==== Entries provided

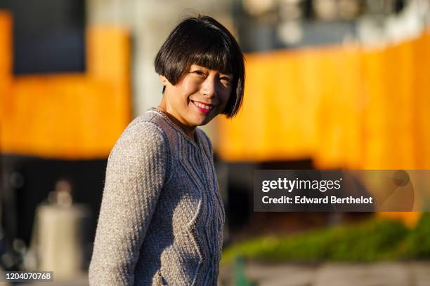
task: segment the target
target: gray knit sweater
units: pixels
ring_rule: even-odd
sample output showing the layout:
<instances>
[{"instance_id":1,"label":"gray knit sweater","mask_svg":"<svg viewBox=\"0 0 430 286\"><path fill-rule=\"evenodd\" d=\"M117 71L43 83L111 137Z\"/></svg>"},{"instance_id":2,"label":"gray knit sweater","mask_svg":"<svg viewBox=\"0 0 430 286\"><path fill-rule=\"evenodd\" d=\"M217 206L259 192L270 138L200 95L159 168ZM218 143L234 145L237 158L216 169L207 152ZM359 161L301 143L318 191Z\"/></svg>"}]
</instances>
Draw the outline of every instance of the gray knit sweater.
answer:
<instances>
[{"instance_id":1,"label":"gray knit sweater","mask_svg":"<svg viewBox=\"0 0 430 286\"><path fill-rule=\"evenodd\" d=\"M93 286L216 285L225 212L211 142L155 109L107 161L89 268Z\"/></svg>"}]
</instances>

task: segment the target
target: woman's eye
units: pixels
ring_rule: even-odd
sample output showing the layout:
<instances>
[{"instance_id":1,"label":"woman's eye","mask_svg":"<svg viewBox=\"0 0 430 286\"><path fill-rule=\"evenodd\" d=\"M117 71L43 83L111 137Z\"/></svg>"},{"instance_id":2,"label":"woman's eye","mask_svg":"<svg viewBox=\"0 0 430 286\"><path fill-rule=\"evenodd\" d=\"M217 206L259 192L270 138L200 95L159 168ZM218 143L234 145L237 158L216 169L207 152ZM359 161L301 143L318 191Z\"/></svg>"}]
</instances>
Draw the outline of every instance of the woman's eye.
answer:
<instances>
[{"instance_id":1,"label":"woman's eye","mask_svg":"<svg viewBox=\"0 0 430 286\"><path fill-rule=\"evenodd\" d=\"M204 73L202 71L194 71L194 74L198 74L199 76L204 76Z\"/></svg>"},{"instance_id":2,"label":"woman's eye","mask_svg":"<svg viewBox=\"0 0 430 286\"><path fill-rule=\"evenodd\" d=\"M221 80L225 83L230 83L230 82L231 81L231 79L230 79L229 77L227 76L223 76L221 78Z\"/></svg>"}]
</instances>

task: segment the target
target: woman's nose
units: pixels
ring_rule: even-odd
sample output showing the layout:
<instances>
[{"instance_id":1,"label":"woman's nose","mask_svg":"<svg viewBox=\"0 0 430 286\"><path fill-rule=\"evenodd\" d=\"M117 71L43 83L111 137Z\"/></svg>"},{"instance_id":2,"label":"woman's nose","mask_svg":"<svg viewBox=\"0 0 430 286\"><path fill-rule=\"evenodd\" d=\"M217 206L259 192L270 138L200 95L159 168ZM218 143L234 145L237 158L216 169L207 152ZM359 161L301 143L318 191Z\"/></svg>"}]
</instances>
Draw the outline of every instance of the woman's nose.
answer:
<instances>
[{"instance_id":1,"label":"woman's nose","mask_svg":"<svg viewBox=\"0 0 430 286\"><path fill-rule=\"evenodd\" d=\"M216 93L216 79L208 76L202 86L202 93L207 97L212 97Z\"/></svg>"}]
</instances>

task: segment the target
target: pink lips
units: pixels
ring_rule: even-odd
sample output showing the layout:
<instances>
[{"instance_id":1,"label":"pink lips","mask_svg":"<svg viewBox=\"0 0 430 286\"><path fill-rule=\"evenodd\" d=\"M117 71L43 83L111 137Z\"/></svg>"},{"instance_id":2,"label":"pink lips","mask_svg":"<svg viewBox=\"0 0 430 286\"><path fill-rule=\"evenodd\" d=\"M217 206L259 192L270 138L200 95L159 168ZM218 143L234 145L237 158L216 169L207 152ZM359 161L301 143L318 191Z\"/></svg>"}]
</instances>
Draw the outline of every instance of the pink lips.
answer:
<instances>
[{"instance_id":1,"label":"pink lips","mask_svg":"<svg viewBox=\"0 0 430 286\"><path fill-rule=\"evenodd\" d=\"M211 108L209 109L204 109L202 107L197 107L197 105L194 104L194 101L191 101L191 102L193 102L193 104L199 110L199 111L202 112L204 114L209 113L211 110ZM203 102L199 102L199 103L201 103L202 104L204 104L204 103ZM208 105L208 104L205 104L205 105Z\"/></svg>"}]
</instances>

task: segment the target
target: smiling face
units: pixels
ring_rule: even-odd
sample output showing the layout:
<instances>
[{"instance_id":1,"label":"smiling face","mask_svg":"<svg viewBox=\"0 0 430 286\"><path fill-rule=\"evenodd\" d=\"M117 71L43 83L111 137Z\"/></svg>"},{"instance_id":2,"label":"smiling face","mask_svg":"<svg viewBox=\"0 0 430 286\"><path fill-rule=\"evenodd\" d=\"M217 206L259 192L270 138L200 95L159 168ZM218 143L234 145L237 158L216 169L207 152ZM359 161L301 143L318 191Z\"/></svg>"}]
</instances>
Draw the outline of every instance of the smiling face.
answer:
<instances>
[{"instance_id":1,"label":"smiling face","mask_svg":"<svg viewBox=\"0 0 430 286\"><path fill-rule=\"evenodd\" d=\"M233 76L192 64L176 85L160 76L165 86L160 106L182 125L195 128L222 113L231 95Z\"/></svg>"}]
</instances>

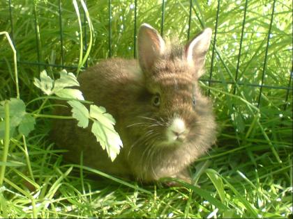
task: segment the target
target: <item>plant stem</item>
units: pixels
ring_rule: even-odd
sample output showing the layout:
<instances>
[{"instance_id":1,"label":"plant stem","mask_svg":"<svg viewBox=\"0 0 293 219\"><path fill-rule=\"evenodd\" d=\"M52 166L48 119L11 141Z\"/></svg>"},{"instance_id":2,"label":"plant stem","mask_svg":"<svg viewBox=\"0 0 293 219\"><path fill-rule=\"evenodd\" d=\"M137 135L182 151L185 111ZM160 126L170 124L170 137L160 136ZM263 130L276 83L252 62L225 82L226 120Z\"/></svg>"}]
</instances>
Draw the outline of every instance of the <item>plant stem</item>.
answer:
<instances>
[{"instance_id":1,"label":"plant stem","mask_svg":"<svg viewBox=\"0 0 293 219\"><path fill-rule=\"evenodd\" d=\"M33 113L33 115L36 117L41 117L44 118L53 118L53 119L68 119L68 120L73 119L72 116L66 116L66 115L44 115L44 114L35 114L35 113Z\"/></svg>"},{"instance_id":2,"label":"plant stem","mask_svg":"<svg viewBox=\"0 0 293 219\"><path fill-rule=\"evenodd\" d=\"M15 86L16 86L16 97L20 99L20 87L18 86L18 73L17 73L17 60L16 58L16 50L13 46L13 42L11 40L10 37L9 36L8 33L6 31L0 32L0 35L4 34L6 36L7 40L8 40L9 44L10 44L11 49L13 51L13 61L14 61L14 72L15 76Z\"/></svg>"},{"instance_id":3,"label":"plant stem","mask_svg":"<svg viewBox=\"0 0 293 219\"><path fill-rule=\"evenodd\" d=\"M27 150L27 140L24 135L22 135L22 140L24 141L24 154L25 154L25 159L27 160L27 168L29 169L29 175L31 175L31 179L35 181L35 178L33 177L33 170L31 169L31 161L29 161L29 151Z\"/></svg>"},{"instance_id":4,"label":"plant stem","mask_svg":"<svg viewBox=\"0 0 293 219\"><path fill-rule=\"evenodd\" d=\"M4 180L5 169L6 167L7 156L8 155L9 141L10 141L10 117L9 117L9 101L6 100L4 103L5 111L5 136L4 148L3 149L2 162L0 172L0 186L2 186Z\"/></svg>"}]
</instances>

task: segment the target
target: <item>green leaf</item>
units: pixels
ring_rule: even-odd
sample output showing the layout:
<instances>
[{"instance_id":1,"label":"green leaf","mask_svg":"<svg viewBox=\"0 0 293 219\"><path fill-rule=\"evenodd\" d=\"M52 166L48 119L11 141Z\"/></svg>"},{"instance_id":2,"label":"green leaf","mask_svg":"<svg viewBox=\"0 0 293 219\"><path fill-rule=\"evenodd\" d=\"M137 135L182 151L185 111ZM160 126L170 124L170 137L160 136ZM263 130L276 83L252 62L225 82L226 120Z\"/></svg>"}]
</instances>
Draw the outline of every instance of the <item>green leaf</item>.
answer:
<instances>
[{"instance_id":1,"label":"green leaf","mask_svg":"<svg viewBox=\"0 0 293 219\"><path fill-rule=\"evenodd\" d=\"M10 121L11 122L11 121ZM0 121L0 139L4 139L5 136L5 121ZM10 127L10 136L13 136L15 132L15 127Z\"/></svg>"},{"instance_id":2,"label":"green leaf","mask_svg":"<svg viewBox=\"0 0 293 219\"><path fill-rule=\"evenodd\" d=\"M3 102L1 102L0 108L3 105ZM1 111L2 112L2 109ZM16 127L20 124L24 116L26 115L24 102L16 98L11 98L9 100L9 117L10 117L10 136L13 136L15 133ZM5 115L1 114L0 116L5 119ZM5 134L5 124L4 121L0 122L0 139L4 138Z\"/></svg>"},{"instance_id":3,"label":"green leaf","mask_svg":"<svg viewBox=\"0 0 293 219\"><path fill-rule=\"evenodd\" d=\"M60 79L57 79L54 83L53 92L56 93L64 88L72 86L80 86L80 83L73 73L67 73L66 70L63 70L60 72Z\"/></svg>"},{"instance_id":4,"label":"green leaf","mask_svg":"<svg viewBox=\"0 0 293 219\"><path fill-rule=\"evenodd\" d=\"M215 186L216 189L218 191L218 194L220 196L220 199L223 203L224 203L225 200L225 190L224 190L224 184L223 184L222 179L220 179L218 176L218 172L212 169L206 169L206 173L209 178L211 180L211 181L213 184L213 186Z\"/></svg>"},{"instance_id":5,"label":"green leaf","mask_svg":"<svg viewBox=\"0 0 293 219\"><path fill-rule=\"evenodd\" d=\"M113 125L115 124L114 117L112 115L106 113L106 109L103 106L99 107L96 105L91 105L89 115L110 129L113 129Z\"/></svg>"},{"instance_id":6,"label":"green leaf","mask_svg":"<svg viewBox=\"0 0 293 219\"><path fill-rule=\"evenodd\" d=\"M0 102L0 117L4 118L4 101ZM22 117L25 112L25 104L20 99L10 98L9 100L9 114L10 117L18 116Z\"/></svg>"},{"instance_id":7,"label":"green leaf","mask_svg":"<svg viewBox=\"0 0 293 219\"><path fill-rule=\"evenodd\" d=\"M57 91L55 95L59 97L84 100L82 92L77 89L63 88Z\"/></svg>"},{"instance_id":8,"label":"green leaf","mask_svg":"<svg viewBox=\"0 0 293 219\"><path fill-rule=\"evenodd\" d=\"M67 87L80 86L75 76L71 72L67 73L66 70L63 70L60 72L60 78L54 81L44 70L40 74L40 81L35 78L33 83L47 95L55 94L60 97L84 100L80 90L66 88Z\"/></svg>"},{"instance_id":9,"label":"green leaf","mask_svg":"<svg viewBox=\"0 0 293 219\"><path fill-rule=\"evenodd\" d=\"M123 146L122 141L117 132L114 129L114 127L109 128L99 121L94 121L91 127L91 132L97 138L103 149L106 151L113 161L119 154L120 147Z\"/></svg>"},{"instance_id":10,"label":"green leaf","mask_svg":"<svg viewBox=\"0 0 293 219\"><path fill-rule=\"evenodd\" d=\"M27 136L29 133L33 130L35 124L35 118L29 114L26 114L18 127L18 131L20 133Z\"/></svg>"},{"instance_id":11,"label":"green leaf","mask_svg":"<svg viewBox=\"0 0 293 219\"><path fill-rule=\"evenodd\" d=\"M45 95L52 94L53 80L47 74L46 70L43 70L40 74L40 79L34 78L33 84L40 88Z\"/></svg>"},{"instance_id":12,"label":"green leaf","mask_svg":"<svg viewBox=\"0 0 293 219\"><path fill-rule=\"evenodd\" d=\"M89 125L89 111L80 102L75 100L67 102L73 108L71 112L73 117L77 120L77 126L82 128L87 128Z\"/></svg>"}]
</instances>

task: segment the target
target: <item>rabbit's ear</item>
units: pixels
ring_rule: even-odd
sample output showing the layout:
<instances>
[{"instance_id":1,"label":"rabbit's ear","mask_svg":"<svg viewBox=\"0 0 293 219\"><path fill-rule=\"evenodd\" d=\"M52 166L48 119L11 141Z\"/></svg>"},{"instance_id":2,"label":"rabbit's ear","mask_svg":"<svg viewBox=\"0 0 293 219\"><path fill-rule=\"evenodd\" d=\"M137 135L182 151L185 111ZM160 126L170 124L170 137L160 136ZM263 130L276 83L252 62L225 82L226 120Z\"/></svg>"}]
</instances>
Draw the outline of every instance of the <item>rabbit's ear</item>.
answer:
<instances>
[{"instance_id":1,"label":"rabbit's ear","mask_svg":"<svg viewBox=\"0 0 293 219\"><path fill-rule=\"evenodd\" d=\"M204 29L186 46L186 56L188 61L195 68L195 76L199 78L203 74L202 68L204 64L206 54L211 43L212 31Z\"/></svg>"},{"instance_id":2,"label":"rabbit's ear","mask_svg":"<svg viewBox=\"0 0 293 219\"><path fill-rule=\"evenodd\" d=\"M165 42L156 30L143 24L138 33L137 47L140 67L144 70L149 70L164 52Z\"/></svg>"}]
</instances>

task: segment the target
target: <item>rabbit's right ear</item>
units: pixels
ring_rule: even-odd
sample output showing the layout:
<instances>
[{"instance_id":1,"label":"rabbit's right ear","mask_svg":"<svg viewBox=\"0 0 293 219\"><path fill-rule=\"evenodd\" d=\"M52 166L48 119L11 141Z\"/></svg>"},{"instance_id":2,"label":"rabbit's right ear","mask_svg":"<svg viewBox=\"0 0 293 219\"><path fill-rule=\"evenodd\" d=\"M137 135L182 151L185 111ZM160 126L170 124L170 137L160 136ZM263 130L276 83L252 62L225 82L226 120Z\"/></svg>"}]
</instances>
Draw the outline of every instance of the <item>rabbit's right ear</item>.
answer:
<instances>
[{"instance_id":1,"label":"rabbit's right ear","mask_svg":"<svg viewBox=\"0 0 293 219\"><path fill-rule=\"evenodd\" d=\"M140 67L147 72L164 52L165 42L156 29L142 24L138 33L137 47Z\"/></svg>"}]
</instances>

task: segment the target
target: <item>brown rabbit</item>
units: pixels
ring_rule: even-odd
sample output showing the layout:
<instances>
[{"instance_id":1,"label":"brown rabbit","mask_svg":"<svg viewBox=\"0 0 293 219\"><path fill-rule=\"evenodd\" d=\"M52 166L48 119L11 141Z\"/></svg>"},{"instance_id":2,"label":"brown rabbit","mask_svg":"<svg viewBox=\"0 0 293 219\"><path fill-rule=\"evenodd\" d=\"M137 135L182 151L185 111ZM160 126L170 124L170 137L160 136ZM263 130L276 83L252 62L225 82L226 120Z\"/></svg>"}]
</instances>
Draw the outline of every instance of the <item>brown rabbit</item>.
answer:
<instances>
[{"instance_id":1,"label":"brown rabbit","mask_svg":"<svg viewBox=\"0 0 293 219\"><path fill-rule=\"evenodd\" d=\"M188 166L216 140L212 108L197 84L211 38L206 29L185 47L165 42L151 26L138 34L139 60L110 58L78 78L87 100L105 106L117 121L123 147L114 162L89 128L59 120L53 135L66 158L144 182L162 177L190 181ZM59 114L68 115L66 108Z\"/></svg>"}]
</instances>

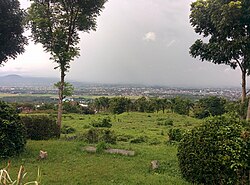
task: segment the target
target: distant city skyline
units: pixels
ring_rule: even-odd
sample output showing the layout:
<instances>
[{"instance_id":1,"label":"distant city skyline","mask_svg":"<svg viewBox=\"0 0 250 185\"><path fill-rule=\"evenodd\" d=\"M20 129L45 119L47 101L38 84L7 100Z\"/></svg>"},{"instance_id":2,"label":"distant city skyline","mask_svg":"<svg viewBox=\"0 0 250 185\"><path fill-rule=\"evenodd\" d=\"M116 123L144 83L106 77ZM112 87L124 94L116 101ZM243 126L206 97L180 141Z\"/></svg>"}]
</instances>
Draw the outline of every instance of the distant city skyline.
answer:
<instances>
[{"instance_id":1,"label":"distant city skyline","mask_svg":"<svg viewBox=\"0 0 250 185\"><path fill-rule=\"evenodd\" d=\"M193 0L109 0L96 32L81 34L81 56L66 80L178 87L241 87L239 69L189 55L199 38L189 23ZM20 0L22 8L28 0ZM29 35L29 31L26 31ZM59 77L40 44L0 68L0 76Z\"/></svg>"}]
</instances>

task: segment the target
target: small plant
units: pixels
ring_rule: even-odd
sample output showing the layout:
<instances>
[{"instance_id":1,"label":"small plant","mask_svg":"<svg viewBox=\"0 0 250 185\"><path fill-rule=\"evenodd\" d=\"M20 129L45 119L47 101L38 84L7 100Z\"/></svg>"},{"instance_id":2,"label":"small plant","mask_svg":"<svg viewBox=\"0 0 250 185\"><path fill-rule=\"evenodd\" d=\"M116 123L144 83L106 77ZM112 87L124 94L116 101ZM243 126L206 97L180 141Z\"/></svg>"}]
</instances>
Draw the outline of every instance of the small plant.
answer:
<instances>
[{"instance_id":1,"label":"small plant","mask_svg":"<svg viewBox=\"0 0 250 185\"><path fill-rule=\"evenodd\" d=\"M94 121L92 123L93 127L106 127L106 128L110 128L112 127L112 124L110 123L111 120L110 118L103 118L102 120L98 120L98 121Z\"/></svg>"},{"instance_id":2,"label":"small plant","mask_svg":"<svg viewBox=\"0 0 250 185\"><path fill-rule=\"evenodd\" d=\"M32 115L21 117L26 129L27 138L31 140L48 140L60 137L60 128L54 117Z\"/></svg>"},{"instance_id":3,"label":"small plant","mask_svg":"<svg viewBox=\"0 0 250 185\"><path fill-rule=\"evenodd\" d=\"M168 131L168 138L169 141L181 141L183 136L183 130L179 129L179 128L172 128Z\"/></svg>"},{"instance_id":4,"label":"small plant","mask_svg":"<svg viewBox=\"0 0 250 185\"><path fill-rule=\"evenodd\" d=\"M174 126L174 121L172 119L167 119L164 122L165 126Z\"/></svg>"},{"instance_id":5,"label":"small plant","mask_svg":"<svg viewBox=\"0 0 250 185\"><path fill-rule=\"evenodd\" d=\"M24 182L24 179L27 173L24 171L23 166L20 167L16 180L12 180L12 178L9 175L9 171L10 171L10 162L8 162L6 168L0 169L0 185L29 185L29 184L39 185L41 183L41 172L39 168L37 172L37 179L35 181L26 183Z\"/></svg>"},{"instance_id":6,"label":"small plant","mask_svg":"<svg viewBox=\"0 0 250 185\"><path fill-rule=\"evenodd\" d=\"M76 129L74 129L73 127L68 126L68 125L63 125L61 128L62 134L72 134L72 133L75 133L75 131L76 131Z\"/></svg>"},{"instance_id":7,"label":"small plant","mask_svg":"<svg viewBox=\"0 0 250 185\"><path fill-rule=\"evenodd\" d=\"M116 136L114 132L109 129L92 128L89 129L85 135L86 141L88 143L98 143L101 141L110 144L116 143Z\"/></svg>"},{"instance_id":8,"label":"small plant","mask_svg":"<svg viewBox=\"0 0 250 185\"><path fill-rule=\"evenodd\" d=\"M137 138L130 140L130 143L138 144L138 143L144 143L146 141L147 141L147 138L145 136L139 136Z\"/></svg>"},{"instance_id":9,"label":"small plant","mask_svg":"<svg viewBox=\"0 0 250 185\"><path fill-rule=\"evenodd\" d=\"M107 148L108 148L108 144L104 141L101 141L96 145L96 153L102 153Z\"/></svg>"}]
</instances>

========

-- Exercise prompt --
Gather every line of the data that contains the word "face" and list those lines.

-- Response to this task --
target: smiling face
[{"instance_id":1,"label":"smiling face","mask_svg":"<svg viewBox=\"0 0 430 286\"><path fill-rule=\"evenodd\" d=\"M117 71L43 83L111 137Z\"/></svg>"},{"instance_id":2,"label":"smiling face","mask_svg":"<svg viewBox=\"0 0 430 286\"><path fill-rule=\"evenodd\" d=\"M217 206L259 192L270 138L200 95L159 168ZM218 143L234 145L237 158L216 169L207 152ZM359 161L301 143L318 191Z\"/></svg>"}]
Draw the outline of every instance of the smiling face.
[{"instance_id":1,"label":"smiling face","mask_svg":"<svg viewBox=\"0 0 430 286\"><path fill-rule=\"evenodd\" d=\"M233 76L192 64L176 85L160 76L165 86L160 106L182 125L195 128L222 113L231 95Z\"/></svg>"}]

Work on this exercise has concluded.